Surrounding the temple are some unique items. First, there are numerous stone stupas housing the remains of the prominent monks at the temple. And if you still have enough energy after seeing all that the temple has to offer, you can make your way up, and to the left of the temple compound, to Yongseon-dae. Sitting on this rock outcropping, roughly 500 metres up the mountainside, is a statue of Buddha from the Unified Silla period. It looks a bit like a lesser version of the same statue at Seokguram Hermitage in Gyeongju. The only difference between the two, besides craftsmanship, is that this statue is exposed to the elements non-stop.

HOW TO GET THERE: Depending on where you’re coming from, you can arrive at Gwanryongsa Temple in a couple ways. If you’re coming from Seoul, you can take a bus that leaves five times a day to Changnyeong. And if you’re leaving from Daegu, Busan, or Miryang, you can take a bus that heads to the city of Youngsan. The bus to Youngsan specifically says Youngsan-haeng (영산행) on it. During this bus ride to Youngsan, you’ll have to get off at Gyeseong. And from Gyeseong, you can either take a local bus or a taxi. Again, I would suggest a taxi after such a long bus ride. You simply have to tell the taxi driver “Gwanryongsa” and they’ll know the rest.

View 관룡사 in a larger map

OVERALL RATING: 8.5/10. Gwanryongsa Temple, if you couldn’t already tell, has a lot to offer the Korean temple adventurer. From the guardian spirit poles, to the 5 metre tall Gwanseeum-bosal mural in the main hall, to the 15th century Yaksa-jeon, to the 8th century stone statue of Yaksayore inside of this hall, to all the shaman paintings, and finally to the stone Buddha statue on the neighbouring cliff side, this temple has it all and so much more. While it’s a bit out of the way, it’s most definitely worth the effort to find this off-the-beaten-trail temple.

The beautiful cherry blossoms were in full bloom all along the road that leads up to the temple.
And next to the road is this neighbouring stream, mountains, and cherry blossoms.
The two guardian spirit poles that first greet you at Gwanryongsa Temple.
A better look at the male guardian spirit poles on the left.
A look up at the bell pavilion that protrudes forth from the front facade of Gwanryongsa Temple.
And the ancient looking Dharma drum that resides inside of the bell pavilion.
The stone archway that greets you to the temple grounds.
A beautiful look at the main hall and surrounding Hwawangsan mountains in the background.
And sitting on the altar is this triad of Buddha and Bodhisattvas. In the centre is Seokgamoni-bul (The Historical Buddha), and he’s flanked by Amita-bul (The Buddha of the Western Paradise) to the right and Yaksayore-bul (The Medicine Buddha) to the left.
The gorgeous Gwanseeum-bosal (The Bodhisattva of Compassion) behind the main altar.
The Myeongbu-jeon hall to the left of the main hall.
Inside sits a stately Jijang-bosal (The Bodhisattva of the Afterlife) and the ten accompanying Kings of the Underworld.
The oldest building at the temple is the Yaksa-jeon. It dates back to the 15th century.
At the rear of this hall is this fading floral mural.
And inside of the Yaksa-jeon hall is a stone statue of Yaksyore-bul (The Medicine Buddha). The statue dates back to the 8th century.
On the left side of the interior wall inside of the Yaksa-jeon is this older looking mural of a hummingbird.
A nice little picture of one of the dragon zodiac statue next to the watering hole at the temple.
The shrine hall dedicated to Yongwang (The Dragon King) and Chilseong (The Seven Stars).
Without a doubt, the Yongwang mural is perhaps one of the fiercest and best looking in all of Korea.
The diminutive shaman shrine hall dedicated to San shin (The Mountain Spirit) on the left and Dokseong (The Recluse) on the right.
The San shin painting inside of this shrine hall is one of the more unique ones I’ve seen.
The altar inside of the Nahan-jeon hall with Seokgamoni-bul (The Historical Buddha) in the centre. He’s flanked by Jaehwagara-bosal (The Past Bodhisattva) to his left and Mireuk-bosal (The Future Bodhisattva) to the right.
An older looking budo that dates back to the early Joseon Period (1392-1910).

■ **Collected data**:
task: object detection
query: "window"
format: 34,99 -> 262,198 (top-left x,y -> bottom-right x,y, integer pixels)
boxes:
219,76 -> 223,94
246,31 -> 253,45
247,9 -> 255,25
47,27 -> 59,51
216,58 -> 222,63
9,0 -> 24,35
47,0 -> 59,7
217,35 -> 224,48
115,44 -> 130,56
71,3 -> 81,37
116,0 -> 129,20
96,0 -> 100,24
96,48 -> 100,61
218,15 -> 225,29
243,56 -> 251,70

■ **BRIEF**: Rewrite the Gwanryongsa Temple text from "At the rear" up to and including "the 8th century.", replacing "fading floral mural" with "weathered floral mural".

■ **ANSWER AREA**:
At the rear of this hall is this weathered floral mural.
And inside of the Yaksa-jeon hall is a stone statue of Yaksyore-bul (The Medicine Buddha). The statue dates back to the 8th century.